▶ Excerpted text:
---

On November 25, 1783, the British Army boarded their naval vessels and evacuated New York City (then only coterminous with New York County), their wartime headquarters and their last military position* in the United States during the Revolutionary War.

As the British sailed away south in retreat through the Narrows separating Staten Island on the west and Long Island on the east, the last thing they saw, as their ships sunk below the horizon, was the Flag of the United States of America flying atop the Liberty Pole (an extended flag pole) in the frontyard of the Dutch Reformed Church in the Hamlet of New Utrecht, Town of New Utrecht, in the south-central part of Kings County. Today this location is at Christopher Columbus Boulevard (18th Avenue) and Liberty Pole Boulevard (84th Street) in the Bensonhurst neighborhood in the south-central part of the New York City Borough of Brooklyn. (The NYC Borough of Brooklyn is coterminous with the NYS Kings County).

Replaced six times over the years, the 106' Liberty Pole is the last remaining Liberty Pole in the original thirteen United States. On top of the Pole is the original eagle and weathervane. The eagle is made of wood and has a 5' wingspan. After two hundred and twenty-eight years, the weather has weakened it considerably and it has been reinforced with iron bands.

---

▶ Entries provided:
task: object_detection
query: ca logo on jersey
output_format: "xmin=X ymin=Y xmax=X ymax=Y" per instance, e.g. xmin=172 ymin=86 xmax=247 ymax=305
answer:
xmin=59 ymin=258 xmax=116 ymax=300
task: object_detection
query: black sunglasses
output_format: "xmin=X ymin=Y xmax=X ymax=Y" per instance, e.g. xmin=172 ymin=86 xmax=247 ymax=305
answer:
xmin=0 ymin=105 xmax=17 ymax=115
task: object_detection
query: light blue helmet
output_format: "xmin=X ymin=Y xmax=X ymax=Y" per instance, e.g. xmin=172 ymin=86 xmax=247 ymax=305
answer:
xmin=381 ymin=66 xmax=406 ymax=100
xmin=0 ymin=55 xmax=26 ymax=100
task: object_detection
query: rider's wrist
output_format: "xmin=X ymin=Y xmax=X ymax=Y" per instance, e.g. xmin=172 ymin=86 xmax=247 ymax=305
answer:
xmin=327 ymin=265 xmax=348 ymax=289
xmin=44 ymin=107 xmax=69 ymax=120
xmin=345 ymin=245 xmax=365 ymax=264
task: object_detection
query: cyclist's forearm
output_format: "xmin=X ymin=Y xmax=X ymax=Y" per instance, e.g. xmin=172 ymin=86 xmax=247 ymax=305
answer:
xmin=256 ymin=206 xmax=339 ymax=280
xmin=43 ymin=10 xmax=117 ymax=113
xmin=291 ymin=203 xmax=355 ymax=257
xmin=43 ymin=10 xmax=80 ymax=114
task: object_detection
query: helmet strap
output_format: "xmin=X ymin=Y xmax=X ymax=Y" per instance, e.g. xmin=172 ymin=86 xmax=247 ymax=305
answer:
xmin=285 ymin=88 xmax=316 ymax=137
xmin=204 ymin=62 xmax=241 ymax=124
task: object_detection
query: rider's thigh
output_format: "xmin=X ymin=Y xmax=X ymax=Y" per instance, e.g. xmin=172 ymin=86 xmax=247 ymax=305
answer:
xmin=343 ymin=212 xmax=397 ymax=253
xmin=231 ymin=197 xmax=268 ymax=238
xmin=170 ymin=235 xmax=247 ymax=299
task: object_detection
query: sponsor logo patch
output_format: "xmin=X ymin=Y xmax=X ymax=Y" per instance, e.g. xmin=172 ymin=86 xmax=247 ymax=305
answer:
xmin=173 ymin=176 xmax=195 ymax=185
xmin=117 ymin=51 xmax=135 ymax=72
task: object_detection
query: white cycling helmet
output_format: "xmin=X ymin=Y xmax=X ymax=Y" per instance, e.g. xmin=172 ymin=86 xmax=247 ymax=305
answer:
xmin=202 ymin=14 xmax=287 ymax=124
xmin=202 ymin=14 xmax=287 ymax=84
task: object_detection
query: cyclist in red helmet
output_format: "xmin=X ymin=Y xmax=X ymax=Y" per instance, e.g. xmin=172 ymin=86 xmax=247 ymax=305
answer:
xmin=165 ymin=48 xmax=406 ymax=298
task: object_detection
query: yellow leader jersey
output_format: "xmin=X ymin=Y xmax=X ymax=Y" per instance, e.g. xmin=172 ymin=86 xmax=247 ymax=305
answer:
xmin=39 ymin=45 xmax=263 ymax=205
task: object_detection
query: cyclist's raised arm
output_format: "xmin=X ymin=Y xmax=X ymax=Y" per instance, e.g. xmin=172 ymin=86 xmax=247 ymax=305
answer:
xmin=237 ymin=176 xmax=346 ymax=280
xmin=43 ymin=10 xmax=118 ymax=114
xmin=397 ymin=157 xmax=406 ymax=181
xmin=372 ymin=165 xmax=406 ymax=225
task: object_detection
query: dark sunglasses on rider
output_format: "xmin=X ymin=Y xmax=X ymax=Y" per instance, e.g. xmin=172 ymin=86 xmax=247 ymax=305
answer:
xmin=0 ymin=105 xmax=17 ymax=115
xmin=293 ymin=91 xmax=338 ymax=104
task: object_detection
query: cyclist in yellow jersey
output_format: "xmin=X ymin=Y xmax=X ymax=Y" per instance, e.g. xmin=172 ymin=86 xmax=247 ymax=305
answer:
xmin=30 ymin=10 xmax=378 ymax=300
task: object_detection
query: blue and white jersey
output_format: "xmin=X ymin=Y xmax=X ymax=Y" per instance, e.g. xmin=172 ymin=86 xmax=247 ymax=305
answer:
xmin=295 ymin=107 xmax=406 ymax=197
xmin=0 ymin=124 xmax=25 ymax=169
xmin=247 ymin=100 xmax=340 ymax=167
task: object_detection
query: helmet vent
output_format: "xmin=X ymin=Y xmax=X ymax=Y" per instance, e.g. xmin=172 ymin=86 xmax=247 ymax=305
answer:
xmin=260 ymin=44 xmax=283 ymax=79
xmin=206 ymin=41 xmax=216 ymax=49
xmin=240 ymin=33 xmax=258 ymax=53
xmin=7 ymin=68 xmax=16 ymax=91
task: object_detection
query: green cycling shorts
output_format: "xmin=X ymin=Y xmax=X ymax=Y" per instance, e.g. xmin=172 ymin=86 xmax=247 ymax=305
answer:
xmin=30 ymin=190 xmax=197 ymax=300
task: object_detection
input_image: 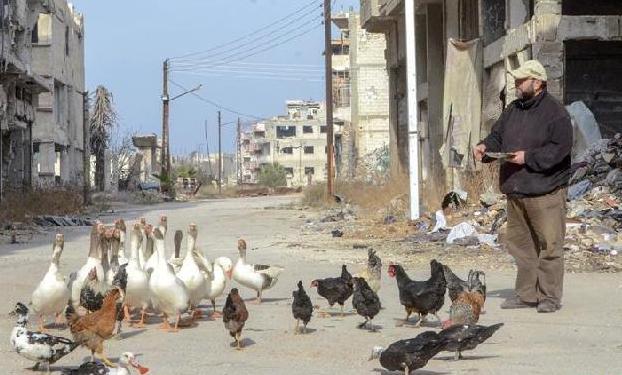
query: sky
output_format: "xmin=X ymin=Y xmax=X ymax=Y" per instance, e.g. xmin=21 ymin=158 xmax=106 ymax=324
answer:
xmin=72 ymin=0 xmax=359 ymax=155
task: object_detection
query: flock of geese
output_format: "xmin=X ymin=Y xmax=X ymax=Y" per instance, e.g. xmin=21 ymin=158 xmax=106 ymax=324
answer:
xmin=11 ymin=216 xmax=284 ymax=375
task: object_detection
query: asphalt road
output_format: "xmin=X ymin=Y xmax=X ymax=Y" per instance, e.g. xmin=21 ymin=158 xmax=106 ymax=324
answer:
xmin=0 ymin=197 xmax=622 ymax=375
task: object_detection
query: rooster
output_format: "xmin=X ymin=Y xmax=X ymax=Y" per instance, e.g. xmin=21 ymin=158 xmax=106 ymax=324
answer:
xmin=292 ymin=280 xmax=313 ymax=335
xmin=65 ymin=288 xmax=123 ymax=366
xmin=389 ymin=259 xmax=447 ymax=327
xmin=222 ymin=288 xmax=248 ymax=350
xmin=354 ymin=249 xmax=382 ymax=293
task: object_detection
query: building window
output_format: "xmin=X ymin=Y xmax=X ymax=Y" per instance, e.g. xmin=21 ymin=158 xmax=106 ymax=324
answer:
xmin=65 ymin=26 xmax=69 ymax=56
xmin=276 ymin=126 xmax=296 ymax=138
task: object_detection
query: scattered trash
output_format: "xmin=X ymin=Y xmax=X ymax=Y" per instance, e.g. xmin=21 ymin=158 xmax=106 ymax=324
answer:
xmin=330 ymin=229 xmax=343 ymax=237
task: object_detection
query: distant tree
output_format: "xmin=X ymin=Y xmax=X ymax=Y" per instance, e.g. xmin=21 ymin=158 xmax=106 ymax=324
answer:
xmin=89 ymin=86 xmax=118 ymax=191
xmin=257 ymin=163 xmax=287 ymax=187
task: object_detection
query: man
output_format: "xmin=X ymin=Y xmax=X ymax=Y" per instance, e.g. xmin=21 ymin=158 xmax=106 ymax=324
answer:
xmin=473 ymin=60 xmax=572 ymax=313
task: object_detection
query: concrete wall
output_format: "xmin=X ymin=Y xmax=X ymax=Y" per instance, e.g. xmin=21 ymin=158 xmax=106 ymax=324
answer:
xmin=33 ymin=0 xmax=85 ymax=185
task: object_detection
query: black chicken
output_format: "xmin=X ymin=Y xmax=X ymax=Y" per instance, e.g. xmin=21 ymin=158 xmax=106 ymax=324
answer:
xmin=352 ymin=277 xmax=380 ymax=332
xmin=369 ymin=331 xmax=448 ymax=375
xmin=438 ymin=323 xmax=503 ymax=360
xmin=222 ymin=288 xmax=248 ymax=350
xmin=292 ymin=280 xmax=313 ymax=335
xmin=389 ymin=259 xmax=447 ymax=327
xmin=311 ymin=264 xmax=353 ymax=316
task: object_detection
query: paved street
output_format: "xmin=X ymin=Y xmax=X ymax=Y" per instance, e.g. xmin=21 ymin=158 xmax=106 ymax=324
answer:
xmin=0 ymin=197 xmax=622 ymax=375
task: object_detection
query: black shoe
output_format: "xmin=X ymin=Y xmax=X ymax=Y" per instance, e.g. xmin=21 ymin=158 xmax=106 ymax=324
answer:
xmin=501 ymin=296 xmax=538 ymax=310
xmin=538 ymin=299 xmax=561 ymax=313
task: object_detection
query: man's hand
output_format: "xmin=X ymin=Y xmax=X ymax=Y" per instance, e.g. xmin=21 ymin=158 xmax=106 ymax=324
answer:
xmin=473 ymin=143 xmax=486 ymax=161
xmin=508 ymin=151 xmax=525 ymax=165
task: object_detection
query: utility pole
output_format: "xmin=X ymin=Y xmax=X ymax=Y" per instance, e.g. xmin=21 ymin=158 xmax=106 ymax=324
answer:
xmin=324 ymin=0 xmax=335 ymax=199
xmin=218 ymin=111 xmax=222 ymax=194
xmin=82 ymin=91 xmax=91 ymax=205
xmin=205 ymin=120 xmax=214 ymax=178
xmin=160 ymin=59 xmax=171 ymax=189
xmin=235 ymin=117 xmax=242 ymax=186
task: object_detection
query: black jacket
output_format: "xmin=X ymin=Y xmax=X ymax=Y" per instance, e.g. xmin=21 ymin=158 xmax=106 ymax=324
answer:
xmin=481 ymin=91 xmax=572 ymax=197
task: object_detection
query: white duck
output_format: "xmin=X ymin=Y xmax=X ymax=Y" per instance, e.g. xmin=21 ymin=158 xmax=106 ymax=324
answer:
xmin=203 ymin=257 xmax=233 ymax=317
xmin=149 ymin=228 xmax=190 ymax=332
xmin=30 ymin=234 xmax=71 ymax=331
xmin=233 ymin=239 xmax=284 ymax=303
xmin=63 ymin=352 xmax=149 ymax=375
xmin=71 ymin=223 xmax=107 ymax=309
xmin=177 ymin=224 xmax=205 ymax=314
xmin=143 ymin=215 xmax=168 ymax=272
xmin=124 ymin=224 xmax=151 ymax=328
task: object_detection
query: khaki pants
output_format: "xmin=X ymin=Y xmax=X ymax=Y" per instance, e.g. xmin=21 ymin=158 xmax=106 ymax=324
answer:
xmin=506 ymin=188 xmax=566 ymax=305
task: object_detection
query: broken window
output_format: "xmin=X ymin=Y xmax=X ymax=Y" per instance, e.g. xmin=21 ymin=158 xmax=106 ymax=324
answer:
xmin=482 ymin=0 xmax=506 ymax=46
xmin=276 ymin=125 xmax=296 ymax=138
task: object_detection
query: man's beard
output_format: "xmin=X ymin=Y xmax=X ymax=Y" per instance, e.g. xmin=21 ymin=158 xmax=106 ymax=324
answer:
xmin=516 ymin=82 xmax=536 ymax=100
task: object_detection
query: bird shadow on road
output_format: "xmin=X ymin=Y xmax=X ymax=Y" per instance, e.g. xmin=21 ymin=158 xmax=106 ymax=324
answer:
xmin=373 ymin=368 xmax=450 ymax=375
xmin=486 ymin=289 xmax=516 ymax=299
xmin=434 ymin=354 xmax=499 ymax=362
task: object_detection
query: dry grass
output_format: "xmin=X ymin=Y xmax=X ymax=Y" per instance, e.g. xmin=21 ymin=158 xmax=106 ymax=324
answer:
xmin=0 ymin=187 xmax=84 ymax=223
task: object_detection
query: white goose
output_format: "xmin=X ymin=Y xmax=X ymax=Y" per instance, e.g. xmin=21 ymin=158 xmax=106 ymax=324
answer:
xmin=124 ymin=224 xmax=151 ymax=328
xmin=233 ymin=239 xmax=284 ymax=303
xmin=30 ymin=234 xmax=71 ymax=331
xmin=71 ymin=223 xmax=106 ymax=309
xmin=149 ymin=228 xmax=189 ymax=332
xmin=177 ymin=224 xmax=205 ymax=314
xmin=203 ymin=257 xmax=233 ymax=317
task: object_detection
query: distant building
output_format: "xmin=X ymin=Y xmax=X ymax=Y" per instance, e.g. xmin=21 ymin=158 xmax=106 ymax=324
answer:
xmin=332 ymin=12 xmax=389 ymax=178
xmin=240 ymin=100 xmax=340 ymax=186
xmin=31 ymin=0 xmax=86 ymax=186
xmin=0 ymin=0 xmax=54 ymax=200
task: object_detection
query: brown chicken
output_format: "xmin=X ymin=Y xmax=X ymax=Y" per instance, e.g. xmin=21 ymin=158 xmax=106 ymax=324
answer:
xmin=222 ymin=288 xmax=248 ymax=350
xmin=65 ymin=289 xmax=123 ymax=366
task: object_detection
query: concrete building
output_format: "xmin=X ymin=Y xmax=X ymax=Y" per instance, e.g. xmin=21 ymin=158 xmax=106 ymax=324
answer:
xmin=0 ymin=0 xmax=51 ymax=200
xmin=361 ymin=0 xmax=622 ymax=197
xmin=240 ymin=100 xmax=332 ymax=186
xmin=332 ymin=12 xmax=389 ymax=178
xmin=32 ymin=0 xmax=85 ymax=186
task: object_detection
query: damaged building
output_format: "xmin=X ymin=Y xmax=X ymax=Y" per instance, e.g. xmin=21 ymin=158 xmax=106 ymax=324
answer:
xmin=0 ymin=0 xmax=84 ymax=203
xmin=239 ymin=100 xmax=334 ymax=186
xmin=361 ymin=0 xmax=622 ymax=197
xmin=32 ymin=0 xmax=85 ymax=186
xmin=332 ymin=11 xmax=389 ymax=178
xmin=0 ymin=0 xmax=50 ymax=199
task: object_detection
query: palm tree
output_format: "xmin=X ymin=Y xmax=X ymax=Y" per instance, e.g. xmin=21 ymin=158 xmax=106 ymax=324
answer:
xmin=90 ymin=86 xmax=117 ymax=191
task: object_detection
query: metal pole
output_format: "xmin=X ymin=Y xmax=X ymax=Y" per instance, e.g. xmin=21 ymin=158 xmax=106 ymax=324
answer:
xmin=161 ymin=60 xmax=171 ymax=182
xmin=404 ymin=0 xmax=419 ymax=220
xmin=82 ymin=91 xmax=91 ymax=205
xmin=218 ymin=111 xmax=222 ymax=194
xmin=324 ymin=0 xmax=336 ymax=197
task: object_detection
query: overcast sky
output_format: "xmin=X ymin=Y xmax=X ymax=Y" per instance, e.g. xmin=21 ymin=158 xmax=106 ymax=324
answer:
xmin=73 ymin=0 xmax=359 ymax=154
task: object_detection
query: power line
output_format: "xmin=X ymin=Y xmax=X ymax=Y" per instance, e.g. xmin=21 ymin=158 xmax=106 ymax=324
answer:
xmin=169 ymin=80 xmax=263 ymax=121
xmin=174 ymin=4 xmax=324 ymax=63
xmin=172 ymin=16 xmax=322 ymax=71
xmin=171 ymin=0 xmax=318 ymax=60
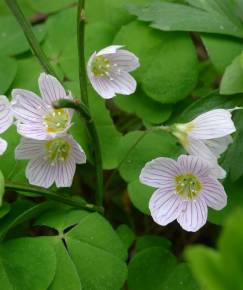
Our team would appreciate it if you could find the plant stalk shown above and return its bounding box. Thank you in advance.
[77,0,104,205]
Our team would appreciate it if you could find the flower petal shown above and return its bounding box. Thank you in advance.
[55,158,76,187]
[107,72,137,95]
[178,155,209,178]
[106,49,139,72]
[0,138,8,155]
[189,109,236,139]
[0,96,13,133]
[177,198,208,232]
[90,77,116,99]
[17,122,48,140]
[12,89,46,123]
[185,138,226,179]
[96,45,123,56]
[139,157,179,191]
[15,138,45,160]
[204,135,233,158]
[39,73,69,105]
[201,177,227,210]
[149,188,182,226]
[66,135,86,164]
[26,156,56,188]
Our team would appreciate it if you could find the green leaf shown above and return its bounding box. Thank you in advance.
[116,224,135,249]
[175,91,243,123]
[186,209,243,290]
[114,21,198,103]
[129,1,243,38]
[12,57,43,91]
[48,238,83,290]
[136,235,171,253]
[118,130,181,214]
[220,53,243,95]
[128,180,154,214]
[30,0,73,13]
[37,208,127,290]
[128,246,199,290]
[0,238,56,290]
[0,16,45,56]
[0,170,5,207]
[114,88,172,124]
[89,91,122,169]
[202,34,243,74]
[0,201,54,240]
[0,56,17,94]
[119,130,180,182]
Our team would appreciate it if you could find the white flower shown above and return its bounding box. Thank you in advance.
[140,155,227,232]
[15,135,86,188]
[0,96,13,155]
[12,73,72,140]
[87,45,139,99]
[172,109,236,178]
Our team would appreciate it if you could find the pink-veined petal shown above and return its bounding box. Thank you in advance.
[55,158,76,187]
[149,188,182,226]
[139,157,179,191]
[96,45,123,56]
[66,135,86,164]
[15,137,45,160]
[185,138,226,179]
[39,73,68,105]
[178,155,209,178]
[0,138,8,155]
[203,135,233,158]
[177,197,208,232]
[17,122,50,140]
[0,96,13,133]
[26,156,56,188]
[107,72,137,95]
[90,77,116,99]
[106,49,139,72]
[189,109,236,139]
[201,177,227,210]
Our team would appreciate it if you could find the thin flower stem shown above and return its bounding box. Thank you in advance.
[5,0,56,76]
[77,0,89,106]
[5,181,103,214]
[77,0,104,205]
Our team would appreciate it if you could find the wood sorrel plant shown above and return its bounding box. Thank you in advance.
[0,0,243,290]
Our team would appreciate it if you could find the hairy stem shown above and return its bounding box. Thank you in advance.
[77,0,104,205]
[5,0,55,75]
[5,181,103,213]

---

▶ Task objective: According to the Liberty Pole text, what material is the eagle atop the Pole made of? The items come from a separate source unrelated to the Liberty Pole text.

▶ Solution: It is made of wood.